A record 22 million Americans have filed for unemployment benefits over the past month, erasing a decade of job gains as the nation grapples with the unprecedented shutdown of the U.S. economy to contain the coronavirus.
About 5.2 million people filed for unemployment benefits last week, the Labor Department said Thursday. Jobless claims provide the best measure of layoffs across the country. Economists surveyed by Bloomberg had estimated that 5.5 million Americans would file initial applications for unemployment insurance last week.
That brings the total claims over the past four weeks to a staggering 22 million. By comparison, the labor market added 21.5 million jobs since the Great Recession.
■ ■ ■ ■
• _Exercise requirements_
• 1. Reproduce part of the unemployment article word for word, beginning at "A record 22" and stopping after "contain the coronavirus.".
• 2. According to the unemployment article, how many people filed for unemployment benefits last week?
• 3. Continue the unemployment article from the end of its last sentence.
Nothing in the entries is needed here.

• _Dataset entries_
■ ■ ■ ■
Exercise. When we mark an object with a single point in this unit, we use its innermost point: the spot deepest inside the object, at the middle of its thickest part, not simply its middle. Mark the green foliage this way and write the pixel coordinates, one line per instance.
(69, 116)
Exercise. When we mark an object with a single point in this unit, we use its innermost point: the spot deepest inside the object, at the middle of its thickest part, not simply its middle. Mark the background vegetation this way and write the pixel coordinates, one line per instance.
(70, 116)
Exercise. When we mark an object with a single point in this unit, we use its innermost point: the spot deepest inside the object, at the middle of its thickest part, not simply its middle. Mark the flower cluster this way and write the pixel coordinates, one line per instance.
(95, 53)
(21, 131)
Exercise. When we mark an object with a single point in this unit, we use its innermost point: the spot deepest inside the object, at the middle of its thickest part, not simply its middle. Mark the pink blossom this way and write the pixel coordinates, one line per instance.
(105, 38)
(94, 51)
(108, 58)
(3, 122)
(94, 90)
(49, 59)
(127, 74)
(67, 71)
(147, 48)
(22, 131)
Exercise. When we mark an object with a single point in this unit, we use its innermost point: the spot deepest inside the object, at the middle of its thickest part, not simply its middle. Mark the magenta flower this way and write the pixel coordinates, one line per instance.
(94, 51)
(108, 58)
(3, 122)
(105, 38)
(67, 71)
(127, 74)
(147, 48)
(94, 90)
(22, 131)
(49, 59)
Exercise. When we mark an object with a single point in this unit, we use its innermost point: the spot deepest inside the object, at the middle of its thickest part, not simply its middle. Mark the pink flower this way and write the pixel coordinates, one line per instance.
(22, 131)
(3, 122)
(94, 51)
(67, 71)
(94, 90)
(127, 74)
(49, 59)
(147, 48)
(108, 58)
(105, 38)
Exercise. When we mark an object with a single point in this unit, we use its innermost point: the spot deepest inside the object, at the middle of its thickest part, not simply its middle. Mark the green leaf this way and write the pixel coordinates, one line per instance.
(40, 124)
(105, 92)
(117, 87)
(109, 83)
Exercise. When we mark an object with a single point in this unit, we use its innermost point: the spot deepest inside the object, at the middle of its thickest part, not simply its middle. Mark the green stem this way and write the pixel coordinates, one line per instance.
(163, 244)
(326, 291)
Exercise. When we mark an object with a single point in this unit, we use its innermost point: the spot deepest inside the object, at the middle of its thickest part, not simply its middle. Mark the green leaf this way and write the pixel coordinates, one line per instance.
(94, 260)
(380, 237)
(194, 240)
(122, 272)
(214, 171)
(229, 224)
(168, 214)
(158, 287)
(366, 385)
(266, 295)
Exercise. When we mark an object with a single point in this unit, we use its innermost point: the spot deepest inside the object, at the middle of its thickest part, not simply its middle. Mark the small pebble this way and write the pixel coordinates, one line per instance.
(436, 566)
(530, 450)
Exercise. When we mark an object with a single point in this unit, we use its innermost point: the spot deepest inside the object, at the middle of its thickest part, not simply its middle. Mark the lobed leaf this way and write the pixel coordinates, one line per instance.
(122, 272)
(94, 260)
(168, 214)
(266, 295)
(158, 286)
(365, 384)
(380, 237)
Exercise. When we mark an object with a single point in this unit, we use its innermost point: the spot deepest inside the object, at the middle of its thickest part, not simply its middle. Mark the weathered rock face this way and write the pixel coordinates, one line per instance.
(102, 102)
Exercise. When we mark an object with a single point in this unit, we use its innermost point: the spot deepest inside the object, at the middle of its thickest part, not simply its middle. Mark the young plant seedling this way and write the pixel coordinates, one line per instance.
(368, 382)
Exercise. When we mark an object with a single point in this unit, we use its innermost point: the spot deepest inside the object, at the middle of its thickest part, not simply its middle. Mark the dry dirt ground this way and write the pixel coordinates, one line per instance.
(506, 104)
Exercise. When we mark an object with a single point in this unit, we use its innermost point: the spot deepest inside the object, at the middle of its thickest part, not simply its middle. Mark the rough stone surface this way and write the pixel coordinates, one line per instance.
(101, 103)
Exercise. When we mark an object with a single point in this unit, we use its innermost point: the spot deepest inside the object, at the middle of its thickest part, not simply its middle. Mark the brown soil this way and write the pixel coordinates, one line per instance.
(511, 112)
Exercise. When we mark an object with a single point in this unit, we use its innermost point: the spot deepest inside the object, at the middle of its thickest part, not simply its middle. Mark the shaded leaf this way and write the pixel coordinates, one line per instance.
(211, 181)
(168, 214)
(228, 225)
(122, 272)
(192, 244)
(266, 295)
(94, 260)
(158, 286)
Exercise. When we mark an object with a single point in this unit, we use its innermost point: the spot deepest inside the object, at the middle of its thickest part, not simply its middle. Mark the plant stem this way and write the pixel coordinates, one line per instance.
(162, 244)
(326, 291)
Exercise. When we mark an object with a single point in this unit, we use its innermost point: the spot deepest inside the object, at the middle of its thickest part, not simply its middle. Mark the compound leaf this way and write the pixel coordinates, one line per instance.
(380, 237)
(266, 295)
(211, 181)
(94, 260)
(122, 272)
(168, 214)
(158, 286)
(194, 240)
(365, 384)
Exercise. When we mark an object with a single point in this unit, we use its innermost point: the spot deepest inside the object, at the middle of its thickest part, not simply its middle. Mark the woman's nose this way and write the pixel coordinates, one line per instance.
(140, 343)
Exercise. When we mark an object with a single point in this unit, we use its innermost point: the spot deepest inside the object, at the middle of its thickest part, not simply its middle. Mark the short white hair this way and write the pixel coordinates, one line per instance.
■ ■ ■ ■
• _Results for each task_
• 1.
A record 22 million Americans have filed for unemployment benefits over the past month, erasing a decade of job gains as the nation grapples with the unprecedented shutdown of the U.S. economy to contain the coronavirus.

• 2. About 5.2 million people filed for unemployment benefits last week.

• 3.
“After an unprecedented climb, initial unemployment claims appear to have reached a vertiginous plateau,” Gregory Daco, chief U.S. economist of Oxford Economics, said in a note. “While it now appears that we have passed the peak in layoffs, jobless claims are poised to remain extraordinarily high in coming weeks as the economy plunges deeper into a recession.”
Oxford Economics projects job losses of 24 million in April, and the unemployment rate is forecast to spike to 14%. The firm anticipates that some jobs will be recouped once the virus is contained and economic activity recovers, but it doesn’t expect the U.S. economy to reach pre-coronavirus levels of employment until early 2022.